**** TESTO FORNITO

Pietro, Vicario di Cristo. Non solo un “titolo storico”
Come certamente avrete appreso, nell’edizione 2020 dell’Annuario pontificio c’è una novità.
Proprio nelle prime pagine, dove viene presentato il papa regnante, c’è il nome del pontefice, Jorge Mario Bergoglio, c’è una sua breve biografia e poi, sotto la definizione di “titoli storici”, c’è l’elenco dei termini che connotano l’identità spirituale, religiosa e giuridica del romano pontefice: Vicario di Gesù Cristo, Successore del Principe degli Apostoli, Sommo Pontefice della Chiesa Universale, Primate d’Italia, Arcivescovo e Metropolita della Provincia Romana, Sovrano dello Stato della Città del Vaticano e Servo dei Servi di Dio.
Se si confronta questa presentazione con quella dell’Annuario pontifico 2019 si nota subito un cambiamento che non è soltanto di impostazione grafica. Fino all’anno scorso, infatti, prima di tutto, in caratteri grandi, veniva il titolo di Vicario di Gesù Cristo, poi, in caratteri più piccoli, c’erano gli altri titoli e poi ancora veniva il nome del papa regnante, seguito dalla biografia essenziale.
Un cambiamento del genere di certo non può essere avvenuto se non su richiesta del papa stesso, per cui sarebbe interessante sapere da lui il motivo di questa novità. Tenuto conto che stiamo parlando dell’identità stessa del papa, penso che i fedeli cattolici avrebbero il diritto di conoscere dalla viva voce del pontefice che cosa lo ha spinto a cambiare.

********
**** DATI FORNITI

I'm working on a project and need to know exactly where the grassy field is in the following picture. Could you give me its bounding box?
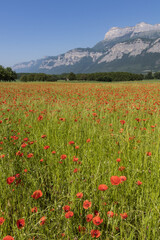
[0,82,160,240]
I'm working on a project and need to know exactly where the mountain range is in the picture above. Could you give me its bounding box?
[12,22,160,74]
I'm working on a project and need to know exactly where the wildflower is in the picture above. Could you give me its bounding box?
[7,177,15,185]
[41,135,47,138]
[98,184,108,191]
[83,200,92,209]
[38,115,43,121]
[120,213,128,219]
[119,176,127,183]
[63,205,71,212]
[40,216,47,226]
[44,146,50,149]
[31,207,37,213]
[86,214,93,222]
[147,152,152,156]
[92,216,103,226]
[76,193,83,198]
[0,217,5,225]
[110,176,121,185]
[17,218,25,229]
[65,211,74,218]
[68,141,74,145]
[78,226,86,233]
[3,235,14,240]
[91,229,101,238]
[116,158,121,162]
[31,190,43,199]
[118,166,125,171]
[120,120,126,125]
[73,156,78,162]
[61,154,67,160]
[107,211,114,217]
[136,181,142,186]
[27,153,33,158]
[21,143,27,148]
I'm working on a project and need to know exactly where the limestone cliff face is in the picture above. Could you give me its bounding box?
[13,22,160,74]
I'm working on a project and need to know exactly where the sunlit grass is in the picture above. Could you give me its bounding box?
[0,82,160,240]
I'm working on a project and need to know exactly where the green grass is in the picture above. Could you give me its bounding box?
[0,81,160,240]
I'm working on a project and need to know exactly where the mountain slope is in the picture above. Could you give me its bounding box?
[13,22,160,74]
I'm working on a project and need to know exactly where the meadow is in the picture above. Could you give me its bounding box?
[0,82,160,240]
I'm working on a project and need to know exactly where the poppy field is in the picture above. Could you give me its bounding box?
[0,82,160,240]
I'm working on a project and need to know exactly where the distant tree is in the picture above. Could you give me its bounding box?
[0,65,17,81]
[145,72,154,79]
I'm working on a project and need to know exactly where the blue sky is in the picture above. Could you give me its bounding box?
[0,0,160,67]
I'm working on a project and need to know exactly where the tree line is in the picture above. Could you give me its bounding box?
[17,72,144,82]
[0,65,160,82]
[0,65,17,82]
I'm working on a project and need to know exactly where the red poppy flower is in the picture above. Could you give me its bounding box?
[3,235,14,240]
[65,211,74,218]
[119,176,127,183]
[116,158,121,162]
[0,217,5,225]
[41,135,47,138]
[61,154,67,160]
[78,226,86,233]
[83,200,92,209]
[21,143,27,148]
[7,177,15,185]
[136,181,142,186]
[98,184,108,191]
[120,120,126,125]
[91,229,101,238]
[17,218,25,229]
[86,214,93,222]
[118,166,125,171]
[76,193,83,198]
[31,207,37,213]
[107,211,114,217]
[44,146,50,149]
[40,216,47,226]
[73,156,78,162]
[38,115,43,121]
[147,152,152,156]
[120,213,128,219]
[68,141,74,145]
[63,205,71,212]
[110,176,121,185]
[27,153,33,158]
[31,190,43,199]
[92,216,103,226]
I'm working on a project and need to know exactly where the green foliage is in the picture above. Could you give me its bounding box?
[19,73,58,82]
[145,72,154,79]
[154,72,160,79]
[0,65,17,81]
[68,72,76,81]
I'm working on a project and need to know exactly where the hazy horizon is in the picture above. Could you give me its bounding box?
[0,0,160,67]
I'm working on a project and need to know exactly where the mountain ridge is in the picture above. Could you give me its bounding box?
[13,22,160,74]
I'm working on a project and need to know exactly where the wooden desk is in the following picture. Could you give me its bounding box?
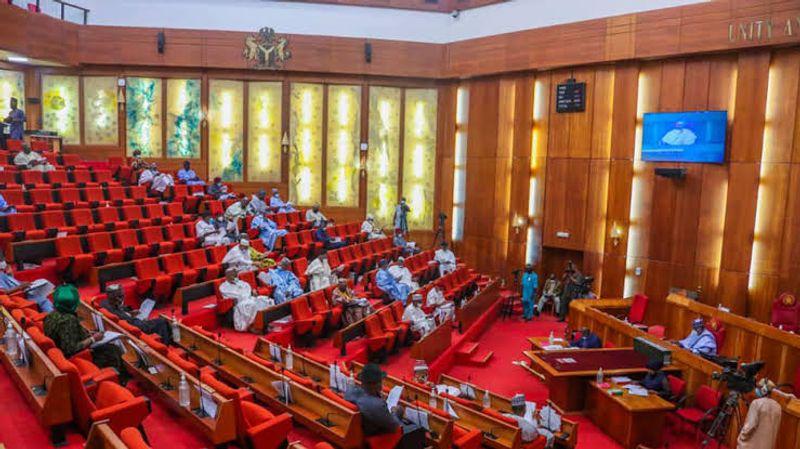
[586,382,675,449]
[524,348,680,413]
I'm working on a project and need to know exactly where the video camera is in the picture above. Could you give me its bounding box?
[711,357,765,393]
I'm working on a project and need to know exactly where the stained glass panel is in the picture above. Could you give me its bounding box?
[125,77,163,157]
[325,86,361,207]
[247,82,283,182]
[167,79,201,159]
[367,86,402,226]
[208,80,244,181]
[403,89,437,229]
[42,75,81,145]
[83,76,119,145]
[289,83,323,205]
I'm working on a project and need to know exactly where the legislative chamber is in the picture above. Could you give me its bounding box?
[0,0,800,449]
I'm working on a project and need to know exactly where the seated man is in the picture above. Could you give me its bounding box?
[100,284,172,345]
[252,211,289,251]
[426,285,456,323]
[247,189,270,216]
[344,363,403,436]
[569,327,603,349]
[331,278,374,327]
[306,203,328,228]
[503,393,553,447]
[678,318,717,355]
[403,293,436,338]
[269,188,295,212]
[222,239,256,272]
[194,212,231,246]
[361,214,386,240]
[433,242,456,276]
[14,143,56,171]
[178,161,206,186]
[206,176,236,201]
[375,259,411,305]
[389,257,419,292]
[0,253,56,313]
[258,257,303,304]
[314,221,348,250]
[219,268,275,332]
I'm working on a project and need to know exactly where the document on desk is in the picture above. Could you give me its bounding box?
[386,385,403,410]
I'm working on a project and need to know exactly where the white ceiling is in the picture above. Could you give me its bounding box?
[73,0,710,43]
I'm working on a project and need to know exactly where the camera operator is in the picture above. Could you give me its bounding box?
[736,379,781,449]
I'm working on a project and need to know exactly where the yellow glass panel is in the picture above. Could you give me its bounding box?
[167,79,201,159]
[247,82,283,182]
[42,75,81,145]
[325,86,361,207]
[403,89,437,229]
[125,77,162,157]
[83,76,119,145]
[208,80,244,181]
[289,83,323,206]
[367,86,402,227]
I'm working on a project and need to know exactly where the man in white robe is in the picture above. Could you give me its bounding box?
[403,293,436,338]
[433,242,456,276]
[361,214,386,240]
[426,285,456,323]
[305,253,344,292]
[14,144,55,171]
[219,268,275,332]
[194,212,231,246]
[222,239,256,272]
[389,256,419,292]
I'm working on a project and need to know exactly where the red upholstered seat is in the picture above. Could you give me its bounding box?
[47,349,150,432]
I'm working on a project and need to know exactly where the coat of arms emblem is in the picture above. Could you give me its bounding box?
[247,27,292,70]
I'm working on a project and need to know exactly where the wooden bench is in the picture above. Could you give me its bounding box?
[0,306,72,445]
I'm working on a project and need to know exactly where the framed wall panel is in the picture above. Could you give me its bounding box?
[42,75,81,145]
[167,79,202,159]
[325,86,361,207]
[403,89,437,229]
[125,77,163,157]
[247,82,283,182]
[83,76,119,145]
[289,83,324,205]
[367,86,403,226]
[208,80,244,182]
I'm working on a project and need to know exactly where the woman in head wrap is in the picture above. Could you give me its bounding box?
[44,284,123,374]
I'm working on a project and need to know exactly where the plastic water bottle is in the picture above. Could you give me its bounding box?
[178,373,192,408]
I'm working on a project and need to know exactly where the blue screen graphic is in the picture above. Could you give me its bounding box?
[642,111,728,164]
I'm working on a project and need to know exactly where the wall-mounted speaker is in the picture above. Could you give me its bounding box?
[656,168,686,179]
[364,42,372,64]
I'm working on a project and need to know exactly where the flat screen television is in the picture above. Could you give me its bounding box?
[642,111,728,164]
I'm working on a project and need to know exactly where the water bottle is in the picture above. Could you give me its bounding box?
[178,373,192,408]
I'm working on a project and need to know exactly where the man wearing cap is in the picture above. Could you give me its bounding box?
[219,268,275,332]
[503,393,553,447]
[361,214,386,240]
[248,211,289,251]
[100,284,172,344]
[389,256,419,292]
[433,242,456,276]
[678,318,717,355]
[344,363,403,436]
[375,259,411,305]
[403,293,434,338]
[258,257,303,304]
[222,239,256,272]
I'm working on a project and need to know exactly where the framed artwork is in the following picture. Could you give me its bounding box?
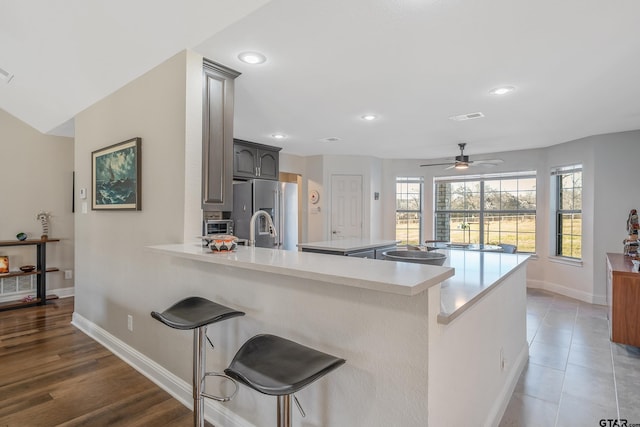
[91,138,142,211]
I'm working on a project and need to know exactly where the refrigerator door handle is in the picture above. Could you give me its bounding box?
[273,187,282,248]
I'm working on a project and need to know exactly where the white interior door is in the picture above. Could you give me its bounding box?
[331,175,362,240]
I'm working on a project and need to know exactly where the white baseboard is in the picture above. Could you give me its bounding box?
[484,340,529,426]
[527,280,607,305]
[49,286,76,298]
[72,310,255,427]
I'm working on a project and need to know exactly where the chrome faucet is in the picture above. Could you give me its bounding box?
[249,211,278,246]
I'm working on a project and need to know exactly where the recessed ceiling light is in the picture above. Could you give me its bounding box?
[0,68,13,83]
[238,52,267,65]
[449,111,484,122]
[489,86,516,95]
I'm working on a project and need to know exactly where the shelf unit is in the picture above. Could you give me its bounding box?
[0,239,60,311]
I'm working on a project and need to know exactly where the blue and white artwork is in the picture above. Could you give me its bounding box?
[93,138,140,210]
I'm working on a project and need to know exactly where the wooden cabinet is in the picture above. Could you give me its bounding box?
[0,239,60,311]
[202,59,240,211]
[233,139,281,181]
[607,253,640,347]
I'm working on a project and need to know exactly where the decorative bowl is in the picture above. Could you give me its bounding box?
[206,234,238,252]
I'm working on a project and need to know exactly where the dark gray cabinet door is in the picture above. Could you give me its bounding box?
[202,59,240,211]
[233,139,281,181]
[258,149,280,180]
[233,143,258,179]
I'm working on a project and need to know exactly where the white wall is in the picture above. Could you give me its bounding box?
[0,109,74,295]
[589,130,640,295]
[75,52,196,362]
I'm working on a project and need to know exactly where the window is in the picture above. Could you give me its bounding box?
[551,165,582,259]
[434,172,536,252]
[396,176,424,245]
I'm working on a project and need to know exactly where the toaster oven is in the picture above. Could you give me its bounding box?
[204,219,233,236]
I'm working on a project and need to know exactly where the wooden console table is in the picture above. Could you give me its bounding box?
[0,239,60,311]
[607,253,640,347]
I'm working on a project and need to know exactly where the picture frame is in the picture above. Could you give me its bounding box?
[91,137,142,211]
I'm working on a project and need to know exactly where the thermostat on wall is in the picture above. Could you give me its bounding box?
[309,190,320,205]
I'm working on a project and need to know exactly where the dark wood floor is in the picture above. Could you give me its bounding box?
[0,298,210,427]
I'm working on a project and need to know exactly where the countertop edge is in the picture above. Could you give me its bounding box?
[438,257,530,325]
[145,244,455,296]
[297,240,400,252]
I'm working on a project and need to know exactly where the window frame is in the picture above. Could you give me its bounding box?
[551,164,584,262]
[395,176,424,245]
[433,170,538,254]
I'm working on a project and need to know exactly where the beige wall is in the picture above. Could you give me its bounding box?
[0,109,74,298]
[75,51,202,362]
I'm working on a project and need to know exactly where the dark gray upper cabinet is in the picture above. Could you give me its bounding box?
[233,139,282,181]
[202,58,240,211]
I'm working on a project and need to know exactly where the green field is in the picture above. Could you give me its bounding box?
[396,218,582,258]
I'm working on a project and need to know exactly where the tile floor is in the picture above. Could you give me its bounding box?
[500,289,640,427]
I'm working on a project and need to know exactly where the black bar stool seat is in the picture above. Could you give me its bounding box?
[224,334,346,426]
[151,297,244,427]
[151,297,244,330]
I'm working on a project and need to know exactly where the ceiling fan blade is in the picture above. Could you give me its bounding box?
[469,159,504,166]
[420,162,455,167]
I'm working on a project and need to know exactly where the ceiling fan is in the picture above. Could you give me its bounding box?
[420,142,504,170]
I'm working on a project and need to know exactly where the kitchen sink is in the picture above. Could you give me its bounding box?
[382,251,447,265]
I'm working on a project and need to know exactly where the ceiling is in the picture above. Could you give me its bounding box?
[0,0,640,159]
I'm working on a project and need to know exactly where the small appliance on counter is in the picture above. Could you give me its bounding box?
[202,216,233,236]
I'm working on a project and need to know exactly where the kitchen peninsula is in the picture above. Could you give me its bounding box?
[141,243,528,427]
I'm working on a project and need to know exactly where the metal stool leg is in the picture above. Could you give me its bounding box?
[193,326,207,427]
[277,394,291,427]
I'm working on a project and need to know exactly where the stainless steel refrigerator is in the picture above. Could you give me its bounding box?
[231,179,298,251]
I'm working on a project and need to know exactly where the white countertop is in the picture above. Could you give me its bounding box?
[147,244,454,296]
[435,249,530,324]
[298,238,399,252]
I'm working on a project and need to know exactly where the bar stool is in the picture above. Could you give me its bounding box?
[224,334,345,427]
[151,297,244,427]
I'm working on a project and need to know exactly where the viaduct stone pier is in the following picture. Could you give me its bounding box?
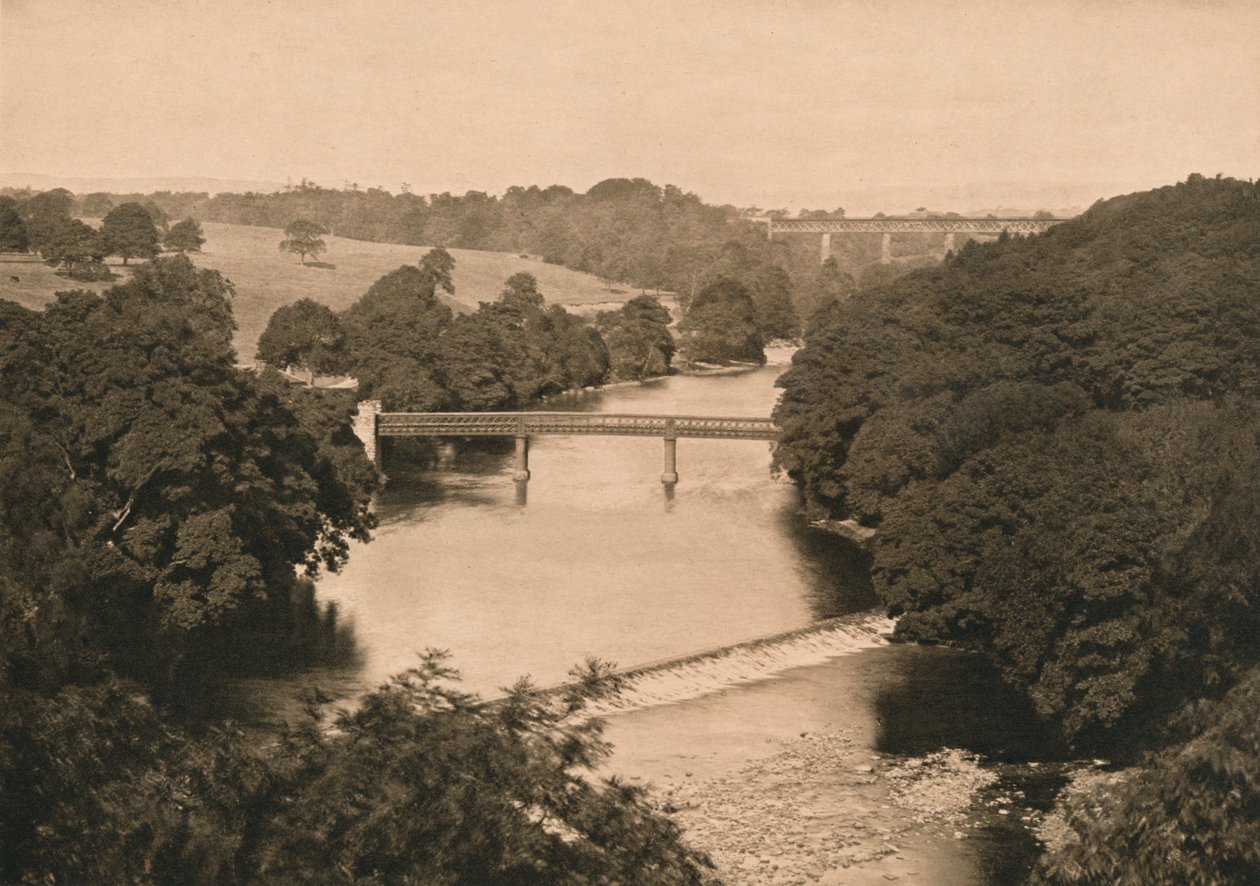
[353,408,779,486]
[748,216,1066,265]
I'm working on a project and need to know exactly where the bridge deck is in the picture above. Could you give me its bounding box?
[765,218,1067,234]
[377,412,779,440]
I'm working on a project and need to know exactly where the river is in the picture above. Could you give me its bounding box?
[237,353,1048,882]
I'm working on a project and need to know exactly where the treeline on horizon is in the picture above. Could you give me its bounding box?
[5,178,992,325]
[0,256,709,885]
[775,175,1260,883]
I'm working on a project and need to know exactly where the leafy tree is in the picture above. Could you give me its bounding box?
[43,218,108,271]
[163,218,205,252]
[101,203,159,265]
[678,277,766,363]
[79,192,113,218]
[340,265,451,412]
[776,176,1260,754]
[18,188,74,255]
[280,218,328,265]
[3,257,372,688]
[747,265,800,339]
[257,299,345,372]
[595,295,674,379]
[0,200,30,252]
[420,246,455,295]
[1040,670,1260,886]
[0,654,712,886]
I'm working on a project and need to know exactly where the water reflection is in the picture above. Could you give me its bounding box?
[234,367,873,715]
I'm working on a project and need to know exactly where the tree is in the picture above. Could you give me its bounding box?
[101,203,159,265]
[43,218,108,279]
[18,188,74,255]
[746,265,800,340]
[280,218,328,265]
[340,265,451,412]
[678,277,766,363]
[420,246,455,295]
[775,173,1260,746]
[163,218,205,252]
[595,295,674,379]
[257,297,345,372]
[0,257,372,693]
[0,199,30,252]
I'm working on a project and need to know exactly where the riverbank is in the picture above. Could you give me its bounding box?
[607,645,1041,886]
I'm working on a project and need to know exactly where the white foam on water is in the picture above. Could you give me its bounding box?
[544,615,896,717]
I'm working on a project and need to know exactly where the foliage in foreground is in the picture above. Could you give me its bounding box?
[0,653,708,885]
[1042,670,1260,886]
[776,175,1260,883]
[776,176,1260,746]
[0,256,377,692]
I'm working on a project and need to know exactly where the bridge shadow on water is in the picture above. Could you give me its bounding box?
[871,644,1070,886]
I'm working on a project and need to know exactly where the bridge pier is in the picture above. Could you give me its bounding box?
[350,400,381,468]
[512,435,529,483]
[660,418,678,486]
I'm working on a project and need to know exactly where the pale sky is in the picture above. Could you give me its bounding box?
[0,0,1260,212]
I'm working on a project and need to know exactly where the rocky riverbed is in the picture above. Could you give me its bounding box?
[609,650,1041,886]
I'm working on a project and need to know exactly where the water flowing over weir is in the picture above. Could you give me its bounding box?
[229,354,887,723]
[486,615,896,716]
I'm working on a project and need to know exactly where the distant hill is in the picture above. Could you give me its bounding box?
[0,222,635,362]
[0,173,285,195]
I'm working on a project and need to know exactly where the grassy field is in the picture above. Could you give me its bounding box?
[0,223,635,360]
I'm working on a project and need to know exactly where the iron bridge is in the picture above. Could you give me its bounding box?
[377,412,779,440]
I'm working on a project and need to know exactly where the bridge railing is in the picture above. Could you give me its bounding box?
[377,412,779,440]
[767,218,1066,234]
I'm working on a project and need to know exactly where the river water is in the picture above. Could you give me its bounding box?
[283,350,874,693]
[234,353,1053,881]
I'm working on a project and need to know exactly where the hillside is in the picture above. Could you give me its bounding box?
[775,175,1260,883]
[0,222,634,360]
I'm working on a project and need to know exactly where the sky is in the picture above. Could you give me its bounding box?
[0,0,1260,214]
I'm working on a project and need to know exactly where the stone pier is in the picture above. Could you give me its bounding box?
[350,400,381,468]
[512,434,529,483]
[660,418,678,486]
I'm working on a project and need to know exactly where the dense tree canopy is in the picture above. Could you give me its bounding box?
[0,256,708,885]
[257,299,345,372]
[678,277,769,363]
[330,250,609,411]
[595,295,674,381]
[340,258,452,412]
[280,218,328,265]
[0,199,30,252]
[0,258,374,684]
[101,203,159,265]
[776,176,1260,745]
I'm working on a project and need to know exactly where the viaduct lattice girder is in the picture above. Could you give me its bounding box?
[375,412,779,440]
[766,218,1067,234]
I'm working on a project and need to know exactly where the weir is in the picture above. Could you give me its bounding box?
[748,216,1067,265]
[481,614,896,717]
[353,400,779,485]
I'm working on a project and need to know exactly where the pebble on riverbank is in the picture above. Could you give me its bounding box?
[662,730,997,885]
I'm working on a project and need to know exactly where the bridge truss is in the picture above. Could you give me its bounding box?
[354,413,779,497]
[377,412,779,440]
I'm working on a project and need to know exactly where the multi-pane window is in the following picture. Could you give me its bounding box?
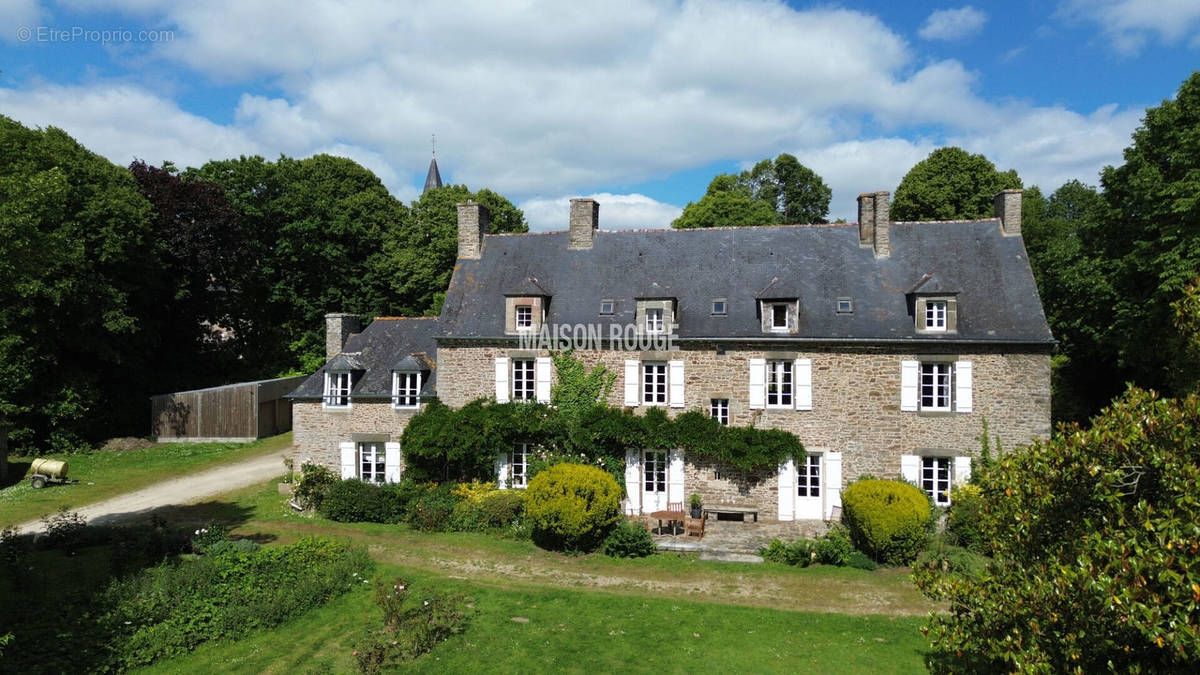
[359,443,388,483]
[642,363,667,406]
[920,458,950,506]
[642,450,667,492]
[796,455,821,497]
[770,305,788,330]
[767,360,792,408]
[925,300,946,330]
[919,363,950,411]
[509,443,529,488]
[391,372,421,408]
[708,399,730,425]
[325,372,350,408]
[516,305,533,330]
[646,307,662,333]
[512,359,534,401]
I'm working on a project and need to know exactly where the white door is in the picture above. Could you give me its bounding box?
[642,450,667,513]
[796,454,824,520]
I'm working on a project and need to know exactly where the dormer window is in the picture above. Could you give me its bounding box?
[516,305,533,330]
[322,371,350,408]
[391,371,421,408]
[646,307,662,333]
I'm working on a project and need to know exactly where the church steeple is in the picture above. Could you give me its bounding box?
[421,136,442,195]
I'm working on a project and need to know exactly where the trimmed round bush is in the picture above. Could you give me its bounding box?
[841,479,931,565]
[600,520,656,557]
[526,464,622,551]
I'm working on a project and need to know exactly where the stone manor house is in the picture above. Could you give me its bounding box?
[292,190,1055,520]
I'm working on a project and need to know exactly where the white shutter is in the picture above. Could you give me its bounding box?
[625,450,642,515]
[667,449,684,503]
[383,442,400,483]
[496,452,509,490]
[900,362,920,412]
[337,441,359,480]
[625,359,642,407]
[821,453,841,519]
[954,362,974,412]
[750,359,767,408]
[496,357,509,404]
[534,357,550,404]
[794,359,812,410]
[779,458,796,520]
[953,456,971,485]
[667,362,683,408]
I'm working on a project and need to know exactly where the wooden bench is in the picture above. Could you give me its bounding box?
[704,504,758,522]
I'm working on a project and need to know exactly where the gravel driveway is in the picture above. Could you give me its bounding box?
[19,453,283,533]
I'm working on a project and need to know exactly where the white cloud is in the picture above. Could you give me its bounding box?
[1057,0,1200,55]
[917,5,988,41]
[520,192,683,232]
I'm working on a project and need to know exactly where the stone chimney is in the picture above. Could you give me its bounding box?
[566,199,600,249]
[991,190,1024,237]
[858,190,892,258]
[858,192,875,246]
[325,313,362,360]
[458,199,492,261]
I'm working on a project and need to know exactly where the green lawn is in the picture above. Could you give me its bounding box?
[0,432,292,527]
[150,566,924,673]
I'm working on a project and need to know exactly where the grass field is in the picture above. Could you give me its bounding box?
[0,432,292,527]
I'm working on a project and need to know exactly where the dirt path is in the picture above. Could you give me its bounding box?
[19,453,283,533]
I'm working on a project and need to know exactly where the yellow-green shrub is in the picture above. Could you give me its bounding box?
[841,478,931,565]
[526,464,622,551]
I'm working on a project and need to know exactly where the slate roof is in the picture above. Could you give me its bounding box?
[288,317,438,399]
[438,219,1054,346]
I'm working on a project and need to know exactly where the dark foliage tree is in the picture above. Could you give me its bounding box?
[892,147,1021,220]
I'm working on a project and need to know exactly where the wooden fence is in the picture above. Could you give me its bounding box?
[150,375,307,441]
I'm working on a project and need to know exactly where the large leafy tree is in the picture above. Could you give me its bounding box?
[892,147,1021,220]
[671,153,833,229]
[0,117,154,452]
[374,185,529,316]
[1094,72,1200,392]
[917,389,1200,673]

********

PARTI DELL'ESERCIZIO
a) Secondo il testo sull'Annuario pontificio, quale titolo compariva per primo e in caratteri grandi nell'edizione 2019?
b) Ripeti fedelmente la parte del testo sull'Annuario pontificio che si apre con le parole "Pietro, Vicario di" e si chiude con "Servi di Dio.".
Per rispondere basati unicamente sul testo.

SOLUZIONI DELL'ESERCIZIO
a) Il titolo di Vicario di Gesù Cristo.

b)
Pietro, Vicario di Cristo. Non solo un “titolo storico”
Come certamente avrete appreso, nell’edizione 2020 dell’Annuario pontificio c’è una novità.
Proprio nelle prime pagine, dove viene presentato il papa regnante, c’è il nome del pontefice, Jorge Mario Bergoglio, c’è una sua breve biografia e poi, sotto la definizione di “titoli storici”, c’è l’elenco dei termini che connotano l’identità spirituale, religiosa e giuridica del romano pontefice: Vicario di Gesù Cristo, Successore del Principe degli Apostoli, Sommo Pontefice della Chiesa Universale, Primate d’Italia, Arcivescovo e Metropolita della Provincia Romana, Sovrano dello Stato della Città del Vaticano e Servo dei Servi di Dio.